_Tugas yang Dikerjakan_
a – Menurut potongan teks tentang konsep plesir, wisatawan dari negara mana yang diajak menelusuri jalan setapak dalam paket wisata unik itu?
b – Kumpulkan semua baris dalam daftar yang memuat string "tail". Huruf besar dan kecil dibedakan.

_Potongan Teks_
.....
Pejalan Kaki Sedunia, Bersatulah!
TRANSINDONESIA.CO – Konsep wisata mulai dibongkar. Sebagian pelaku usaha jasa kenyamanan itu memperbarui bresep plesir. Menguji coba dengan faktor nonkonvensional, menambahi ikhwal sentuhan kemanusiaan dan kemaslahatan. Agar tak melulu reproduksi kesenangan. Berasal dari kata plesure, kata itu terserap ke bahasa Indonesia menjadi plesir.
Saya pernah membaca reportase menarik majalah “i-Kreatif” milik teman saya uda Erfendi “Pepeng”, yang mengulas bongkar-bongkar konsep plesir. Setakat itu patik sontak tersentak. Bagaimana tidak “i-Krearif” mewartakan ikhwal paket wisata unik yang di luar mainstream. Paketnya mengajak (atau “memaksa”?) wisatawan Jepang menelusuri jalan setapak. Merancang hajat datang ke satu destinasi untuk memperbaiki pagar kampung dan mengecat mushalla, sembari bertukar cerita dan bergurau dengan orang-orang baru.
Menjual “destinasi” kampung sebagai wisata bisa jadi tak masuk dalam daftar destinasi yang diandalkan otoritas kota. Lumrah saja, sebab hal itu adalah di luar konteks konsep plesir. Itu alternatif yang belum lazim, walaupun tentu saja berbayar dan ada tarifnya.
.....
_Daftar Data_
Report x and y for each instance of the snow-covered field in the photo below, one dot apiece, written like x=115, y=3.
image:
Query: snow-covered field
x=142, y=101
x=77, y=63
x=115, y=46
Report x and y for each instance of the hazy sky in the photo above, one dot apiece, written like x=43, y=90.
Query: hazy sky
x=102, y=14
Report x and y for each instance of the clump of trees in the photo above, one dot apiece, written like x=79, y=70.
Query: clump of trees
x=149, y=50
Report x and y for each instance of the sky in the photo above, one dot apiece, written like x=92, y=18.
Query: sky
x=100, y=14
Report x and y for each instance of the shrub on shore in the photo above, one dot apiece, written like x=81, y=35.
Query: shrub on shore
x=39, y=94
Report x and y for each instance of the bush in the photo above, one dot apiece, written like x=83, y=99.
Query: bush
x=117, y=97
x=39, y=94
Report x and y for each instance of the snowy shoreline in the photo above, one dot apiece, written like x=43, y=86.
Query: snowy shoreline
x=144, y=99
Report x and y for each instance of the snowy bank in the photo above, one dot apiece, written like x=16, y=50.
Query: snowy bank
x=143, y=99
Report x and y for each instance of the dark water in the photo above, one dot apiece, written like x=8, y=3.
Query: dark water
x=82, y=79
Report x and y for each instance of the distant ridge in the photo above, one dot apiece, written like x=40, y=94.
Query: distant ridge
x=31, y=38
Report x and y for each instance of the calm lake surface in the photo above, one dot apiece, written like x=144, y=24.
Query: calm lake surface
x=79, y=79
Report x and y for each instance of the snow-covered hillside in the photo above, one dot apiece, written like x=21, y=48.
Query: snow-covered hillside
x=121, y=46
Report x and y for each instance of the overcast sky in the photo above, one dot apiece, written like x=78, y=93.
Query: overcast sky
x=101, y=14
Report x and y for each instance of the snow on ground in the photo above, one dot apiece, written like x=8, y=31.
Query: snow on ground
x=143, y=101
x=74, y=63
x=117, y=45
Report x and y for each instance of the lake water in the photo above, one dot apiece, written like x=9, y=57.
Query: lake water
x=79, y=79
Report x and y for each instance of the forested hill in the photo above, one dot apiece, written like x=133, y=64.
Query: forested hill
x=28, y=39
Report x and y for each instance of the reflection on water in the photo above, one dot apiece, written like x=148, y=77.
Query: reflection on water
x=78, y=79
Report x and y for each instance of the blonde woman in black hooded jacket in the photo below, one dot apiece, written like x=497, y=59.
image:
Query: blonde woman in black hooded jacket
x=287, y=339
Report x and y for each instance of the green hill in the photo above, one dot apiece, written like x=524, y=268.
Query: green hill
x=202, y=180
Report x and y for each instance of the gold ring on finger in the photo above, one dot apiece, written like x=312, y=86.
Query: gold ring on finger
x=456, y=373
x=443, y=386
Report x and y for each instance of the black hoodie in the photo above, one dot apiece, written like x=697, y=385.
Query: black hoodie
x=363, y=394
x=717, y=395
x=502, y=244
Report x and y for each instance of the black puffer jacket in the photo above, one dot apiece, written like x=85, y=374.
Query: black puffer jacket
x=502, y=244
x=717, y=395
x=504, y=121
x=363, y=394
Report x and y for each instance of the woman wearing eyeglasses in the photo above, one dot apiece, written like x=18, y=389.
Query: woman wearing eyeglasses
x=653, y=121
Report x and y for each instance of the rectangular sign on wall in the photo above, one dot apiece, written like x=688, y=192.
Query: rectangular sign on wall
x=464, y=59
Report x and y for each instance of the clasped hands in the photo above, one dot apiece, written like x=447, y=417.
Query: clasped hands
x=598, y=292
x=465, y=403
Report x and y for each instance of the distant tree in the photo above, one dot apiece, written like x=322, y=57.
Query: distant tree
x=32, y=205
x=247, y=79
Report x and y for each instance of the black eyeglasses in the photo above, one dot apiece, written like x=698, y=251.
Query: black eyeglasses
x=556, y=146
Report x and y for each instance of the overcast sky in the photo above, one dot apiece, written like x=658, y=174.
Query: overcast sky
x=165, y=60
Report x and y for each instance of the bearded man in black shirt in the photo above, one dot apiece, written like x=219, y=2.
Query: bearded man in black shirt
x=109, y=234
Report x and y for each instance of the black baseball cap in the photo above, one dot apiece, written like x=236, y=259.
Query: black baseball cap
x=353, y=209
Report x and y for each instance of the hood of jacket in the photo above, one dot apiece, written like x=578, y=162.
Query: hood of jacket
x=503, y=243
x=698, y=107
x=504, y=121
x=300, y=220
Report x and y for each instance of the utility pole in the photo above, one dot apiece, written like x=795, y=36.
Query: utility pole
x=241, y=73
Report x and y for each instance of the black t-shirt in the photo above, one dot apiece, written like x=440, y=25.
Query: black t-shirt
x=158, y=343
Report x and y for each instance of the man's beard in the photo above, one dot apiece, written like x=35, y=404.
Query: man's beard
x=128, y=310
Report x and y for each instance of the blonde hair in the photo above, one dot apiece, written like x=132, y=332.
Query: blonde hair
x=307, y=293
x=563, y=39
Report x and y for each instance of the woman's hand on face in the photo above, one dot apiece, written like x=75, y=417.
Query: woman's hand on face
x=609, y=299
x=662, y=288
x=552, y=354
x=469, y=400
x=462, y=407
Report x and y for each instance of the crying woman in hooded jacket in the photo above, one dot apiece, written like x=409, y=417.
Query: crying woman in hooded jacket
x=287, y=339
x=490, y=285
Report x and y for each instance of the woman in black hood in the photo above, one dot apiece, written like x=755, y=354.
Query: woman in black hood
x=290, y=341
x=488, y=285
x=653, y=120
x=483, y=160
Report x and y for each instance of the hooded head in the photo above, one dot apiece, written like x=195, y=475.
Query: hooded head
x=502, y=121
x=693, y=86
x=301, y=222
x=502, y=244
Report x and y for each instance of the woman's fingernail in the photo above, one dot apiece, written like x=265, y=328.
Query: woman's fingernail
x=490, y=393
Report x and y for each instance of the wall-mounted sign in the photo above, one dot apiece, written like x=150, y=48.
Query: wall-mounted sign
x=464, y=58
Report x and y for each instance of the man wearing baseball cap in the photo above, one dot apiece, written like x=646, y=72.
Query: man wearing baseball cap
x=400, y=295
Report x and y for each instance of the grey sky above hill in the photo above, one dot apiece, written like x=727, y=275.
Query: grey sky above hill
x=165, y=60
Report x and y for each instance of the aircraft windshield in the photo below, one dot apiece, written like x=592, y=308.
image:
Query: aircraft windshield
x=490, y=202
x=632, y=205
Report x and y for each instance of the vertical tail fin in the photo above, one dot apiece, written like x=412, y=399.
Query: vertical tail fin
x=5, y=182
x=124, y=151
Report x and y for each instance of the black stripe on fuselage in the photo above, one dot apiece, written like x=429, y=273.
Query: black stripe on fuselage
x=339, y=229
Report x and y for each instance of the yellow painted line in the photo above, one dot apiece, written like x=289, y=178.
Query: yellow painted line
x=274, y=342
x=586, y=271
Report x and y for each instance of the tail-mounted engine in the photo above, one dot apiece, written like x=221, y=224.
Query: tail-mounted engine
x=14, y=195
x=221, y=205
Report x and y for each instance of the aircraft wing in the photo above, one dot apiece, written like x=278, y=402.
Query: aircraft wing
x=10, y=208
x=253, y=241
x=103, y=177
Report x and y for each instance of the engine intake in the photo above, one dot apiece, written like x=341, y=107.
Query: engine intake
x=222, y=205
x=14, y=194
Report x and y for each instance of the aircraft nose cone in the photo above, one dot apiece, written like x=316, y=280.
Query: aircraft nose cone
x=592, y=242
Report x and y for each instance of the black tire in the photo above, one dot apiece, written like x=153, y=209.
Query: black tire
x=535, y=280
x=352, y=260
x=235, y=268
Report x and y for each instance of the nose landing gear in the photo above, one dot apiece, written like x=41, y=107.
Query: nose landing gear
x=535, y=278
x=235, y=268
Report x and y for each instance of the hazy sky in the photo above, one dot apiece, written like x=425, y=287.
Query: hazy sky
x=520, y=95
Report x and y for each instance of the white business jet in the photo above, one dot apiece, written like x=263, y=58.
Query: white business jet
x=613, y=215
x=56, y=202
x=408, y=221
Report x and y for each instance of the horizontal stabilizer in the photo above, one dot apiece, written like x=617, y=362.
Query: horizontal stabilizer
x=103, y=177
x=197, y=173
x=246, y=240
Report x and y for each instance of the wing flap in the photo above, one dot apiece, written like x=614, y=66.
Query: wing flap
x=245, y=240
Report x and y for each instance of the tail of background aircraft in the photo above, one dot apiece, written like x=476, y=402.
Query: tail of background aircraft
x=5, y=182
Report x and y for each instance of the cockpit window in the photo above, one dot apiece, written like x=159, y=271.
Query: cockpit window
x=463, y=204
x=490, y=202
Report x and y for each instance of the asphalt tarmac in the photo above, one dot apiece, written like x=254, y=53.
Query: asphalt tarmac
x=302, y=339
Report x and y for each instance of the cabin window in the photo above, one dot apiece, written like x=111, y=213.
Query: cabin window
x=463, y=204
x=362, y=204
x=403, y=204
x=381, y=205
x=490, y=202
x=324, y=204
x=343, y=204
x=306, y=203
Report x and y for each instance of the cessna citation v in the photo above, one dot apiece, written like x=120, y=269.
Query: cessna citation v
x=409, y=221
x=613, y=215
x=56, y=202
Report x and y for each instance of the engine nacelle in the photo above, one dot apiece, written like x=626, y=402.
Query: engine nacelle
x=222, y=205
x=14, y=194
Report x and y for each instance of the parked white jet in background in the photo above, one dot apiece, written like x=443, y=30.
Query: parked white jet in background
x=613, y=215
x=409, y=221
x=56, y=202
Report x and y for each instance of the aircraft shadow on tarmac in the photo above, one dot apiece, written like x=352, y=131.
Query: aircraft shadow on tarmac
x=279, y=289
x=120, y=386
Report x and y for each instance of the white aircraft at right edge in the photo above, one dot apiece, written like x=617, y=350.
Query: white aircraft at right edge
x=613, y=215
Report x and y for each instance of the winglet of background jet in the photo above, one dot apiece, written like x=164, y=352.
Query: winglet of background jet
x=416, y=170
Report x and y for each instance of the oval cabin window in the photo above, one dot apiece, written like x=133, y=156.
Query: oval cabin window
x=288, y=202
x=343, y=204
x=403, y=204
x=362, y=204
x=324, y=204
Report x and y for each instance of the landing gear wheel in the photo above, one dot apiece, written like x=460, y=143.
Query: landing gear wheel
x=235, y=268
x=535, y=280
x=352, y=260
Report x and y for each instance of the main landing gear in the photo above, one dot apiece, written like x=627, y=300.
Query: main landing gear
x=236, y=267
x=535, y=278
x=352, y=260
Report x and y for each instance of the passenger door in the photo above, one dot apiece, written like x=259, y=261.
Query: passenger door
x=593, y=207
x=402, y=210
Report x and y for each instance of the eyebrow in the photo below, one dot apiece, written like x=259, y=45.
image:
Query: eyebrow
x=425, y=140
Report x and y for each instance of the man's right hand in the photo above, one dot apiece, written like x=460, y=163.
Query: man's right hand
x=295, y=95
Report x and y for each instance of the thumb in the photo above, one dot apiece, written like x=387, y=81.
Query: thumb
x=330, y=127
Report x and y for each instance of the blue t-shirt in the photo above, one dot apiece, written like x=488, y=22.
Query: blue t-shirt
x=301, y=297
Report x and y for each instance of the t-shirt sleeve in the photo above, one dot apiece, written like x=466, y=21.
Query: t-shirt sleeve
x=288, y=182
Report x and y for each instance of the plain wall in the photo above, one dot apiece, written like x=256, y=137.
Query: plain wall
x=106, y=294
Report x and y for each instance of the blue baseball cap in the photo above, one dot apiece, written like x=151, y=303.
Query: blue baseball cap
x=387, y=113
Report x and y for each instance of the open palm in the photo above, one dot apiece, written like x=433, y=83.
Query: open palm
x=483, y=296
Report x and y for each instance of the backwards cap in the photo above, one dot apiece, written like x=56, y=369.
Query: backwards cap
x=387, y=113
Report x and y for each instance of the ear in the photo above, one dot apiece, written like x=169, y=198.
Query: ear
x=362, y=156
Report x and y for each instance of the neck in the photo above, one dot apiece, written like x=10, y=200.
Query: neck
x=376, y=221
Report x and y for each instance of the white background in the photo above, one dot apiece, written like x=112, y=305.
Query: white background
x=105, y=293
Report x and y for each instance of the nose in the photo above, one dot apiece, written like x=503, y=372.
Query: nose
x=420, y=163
.....
_Jawaban Latihan_
a – Wisatawan Jepang.

b –
Report x and y for each instance of the vertical tail fin in the photo above, one dot apiece, written like x=412, y=399.
Query: vertical tail fin
Report x and y for each instance of the tail-mounted engine in the photo above, one dot apiece, written like x=221, y=224.
Query: tail-mounted engine
Report x and y for each instance of the tail of background aircraft in the photo above, one dot apiece, written like x=476, y=402.
Query: tail of background aircraft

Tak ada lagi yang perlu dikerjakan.